***** Data for the task *****

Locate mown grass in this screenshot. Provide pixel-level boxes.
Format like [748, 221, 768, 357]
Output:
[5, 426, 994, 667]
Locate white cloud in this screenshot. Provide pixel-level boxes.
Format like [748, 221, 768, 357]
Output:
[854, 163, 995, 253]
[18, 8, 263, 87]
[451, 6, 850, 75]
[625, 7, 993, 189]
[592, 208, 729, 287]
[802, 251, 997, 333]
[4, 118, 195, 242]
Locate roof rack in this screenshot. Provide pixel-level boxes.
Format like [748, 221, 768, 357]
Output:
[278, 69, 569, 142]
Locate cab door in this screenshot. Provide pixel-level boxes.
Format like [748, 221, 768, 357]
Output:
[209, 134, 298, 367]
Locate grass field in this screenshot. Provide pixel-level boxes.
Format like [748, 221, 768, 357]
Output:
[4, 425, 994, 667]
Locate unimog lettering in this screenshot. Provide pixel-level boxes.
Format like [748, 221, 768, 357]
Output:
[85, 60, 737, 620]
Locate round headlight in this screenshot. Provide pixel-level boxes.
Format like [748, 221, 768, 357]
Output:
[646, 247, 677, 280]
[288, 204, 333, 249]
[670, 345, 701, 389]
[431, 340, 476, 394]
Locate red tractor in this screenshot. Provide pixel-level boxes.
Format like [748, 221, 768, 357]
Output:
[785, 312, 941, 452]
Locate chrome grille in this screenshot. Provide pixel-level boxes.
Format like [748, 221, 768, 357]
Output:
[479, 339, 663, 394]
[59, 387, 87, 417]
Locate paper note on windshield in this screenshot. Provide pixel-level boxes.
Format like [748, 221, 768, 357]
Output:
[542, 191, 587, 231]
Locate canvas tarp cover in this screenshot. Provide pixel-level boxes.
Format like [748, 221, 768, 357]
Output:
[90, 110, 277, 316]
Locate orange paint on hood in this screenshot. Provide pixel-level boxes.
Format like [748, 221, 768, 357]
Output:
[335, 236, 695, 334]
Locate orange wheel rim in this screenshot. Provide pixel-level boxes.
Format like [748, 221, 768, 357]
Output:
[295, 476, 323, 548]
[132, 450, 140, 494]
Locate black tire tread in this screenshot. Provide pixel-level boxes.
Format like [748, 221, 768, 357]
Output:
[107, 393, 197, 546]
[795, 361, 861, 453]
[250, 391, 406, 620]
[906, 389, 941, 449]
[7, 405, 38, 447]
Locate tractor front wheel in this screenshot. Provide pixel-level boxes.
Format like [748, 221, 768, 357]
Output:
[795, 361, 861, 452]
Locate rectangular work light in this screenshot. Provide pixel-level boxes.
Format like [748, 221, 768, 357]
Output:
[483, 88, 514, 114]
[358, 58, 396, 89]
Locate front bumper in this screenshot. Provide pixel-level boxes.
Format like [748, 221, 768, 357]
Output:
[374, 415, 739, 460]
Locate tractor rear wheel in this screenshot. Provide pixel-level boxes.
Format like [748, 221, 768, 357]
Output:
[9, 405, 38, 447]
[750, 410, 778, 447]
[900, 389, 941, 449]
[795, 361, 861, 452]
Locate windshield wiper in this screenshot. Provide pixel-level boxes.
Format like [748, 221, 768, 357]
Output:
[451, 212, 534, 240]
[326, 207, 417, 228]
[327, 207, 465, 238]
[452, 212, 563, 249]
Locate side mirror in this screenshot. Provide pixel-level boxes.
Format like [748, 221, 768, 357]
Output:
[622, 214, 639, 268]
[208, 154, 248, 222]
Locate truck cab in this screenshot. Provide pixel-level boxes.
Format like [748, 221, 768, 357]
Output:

*****

■ **Aim of the exercise**:
Could you rewrite every one of the entries above as a numbered list, one line per number, leaving out any blank lines?

■ **Final answer**:
1. Locate mown grass in this screenshot. Provide pixel-level boxes.
2. Format like [748, 221, 768, 357]
3. Output:
4. [5, 426, 994, 667]
5. Locate white cloud in this screenshot. Provide pixel-level boxes.
6. Format like [748, 221, 768, 357]
7. Output:
8. [854, 163, 995, 253]
9. [18, 8, 263, 87]
10. [451, 6, 850, 75]
11. [625, 7, 993, 189]
12. [592, 208, 729, 287]
13. [802, 251, 997, 333]
14. [4, 118, 195, 242]
15. Locate roof rack in this screenshot. Provide pixel-level boxes.
16. Format like [748, 221, 768, 357]
17. Output:
18. [278, 69, 569, 142]
19. Locate cab door in this screenshot. Provide pixel-level boxes.
20. Format like [748, 221, 768, 357]
21. Output:
22. [209, 134, 298, 367]
23. Locate grass field in this screenshot. Provide pixel-level boxes.
24. Format like [748, 221, 768, 357]
25. Output:
26. [4, 425, 994, 667]
27. Locate unimog lettering in this screenshot. Provide pixel-level boxes.
28. Format like [748, 221, 768, 357]
29. Output:
30. [85, 60, 737, 620]
31. Locate round headlight in this screenshot. Provide pixel-level boxes.
32. Format like [748, 221, 768, 357]
33. Output:
34. [646, 247, 677, 280]
35. [288, 204, 333, 249]
36. [670, 345, 701, 389]
37. [431, 340, 476, 394]
38. Locate red tractor in this screenshot. Provide pixel-level boxes.
39. Format like [748, 221, 768, 357]
40. Output:
41. [785, 312, 941, 452]
42. Locate chrome grille in this screenshot. Provide pixel-level boxes.
43. Format like [748, 221, 768, 357]
44. Output:
45. [479, 339, 663, 394]
46. [59, 387, 87, 417]
47. Locate paper note on windshield in this screenshot. Provide pixel-level boxes.
48. Format like [748, 221, 768, 357]
49. Output:
50. [542, 191, 587, 231]
51. Locate canvas tarp cover in this screenshot. Provide pixel-level boxes.
52. Format like [748, 221, 768, 357]
53. Output:
54. [90, 110, 277, 316]
55. Locate orange paint on hood in this screenshot. Provide pixel-level boxes.
56. Format like [748, 221, 768, 357]
57. Output:
58. [335, 236, 695, 334]
59. Locate orange wheel rim in this screenshot. Provide pixel-level boxes.
60. Format like [748, 221, 768, 357]
61. Output:
62. [295, 476, 323, 548]
63. [132, 450, 140, 494]
64. Locate black tire tread in this screenshot. Provide pixel-level boxes.
65. Format like [748, 221, 768, 357]
66. Output:
67. [107, 393, 197, 546]
68. [795, 361, 861, 453]
69. [250, 391, 406, 620]
70. [906, 389, 941, 449]
71. [7, 405, 38, 447]
72. Locate tractor front wheel in this screenshot. Provide pixel-level boxes.
73. Format like [748, 221, 768, 357]
74. Output:
75. [795, 361, 861, 452]
76. Locate rectangular work light in this screenshot. Provide pixel-level boxes.
77. Format like [748, 221, 768, 357]
78. Output:
79. [483, 88, 514, 114]
80. [358, 58, 396, 89]
81. Locate front bumper in this screenshot. Provide pixel-level boxes.
82. Format like [748, 221, 768, 357]
83. Output:
84. [374, 415, 739, 460]
85. Locate tractor rear wheel in this screenshot. Provide pixel-level boxes.
86. Format like [748, 221, 768, 357]
87. Output:
88. [9, 405, 38, 447]
89. [750, 410, 778, 447]
90. [900, 389, 941, 449]
91. [795, 361, 861, 452]
92. Locate windshield wiper in this screenshot. Provide pixel-level boxes.
93. Format like [748, 221, 768, 357]
94. Output:
95. [451, 212, 534, 240]
96. [326, 207, 417, 228]
97. [327, 207, 465, 238]
98. [452, 212, 563, 249]
99. Locate side mirror in this screenshot. Provide pixel-level boxes.
100. Format like [748, 221, 768, 357]
101. Output:
102. [622, 214, 639, 268]
103. [208, 154, 248, 222]
104. Locate truck cab in this screenshot. Provide pixel-level boxes.
105. Format like [748, 221, 768, 357]
106. Output:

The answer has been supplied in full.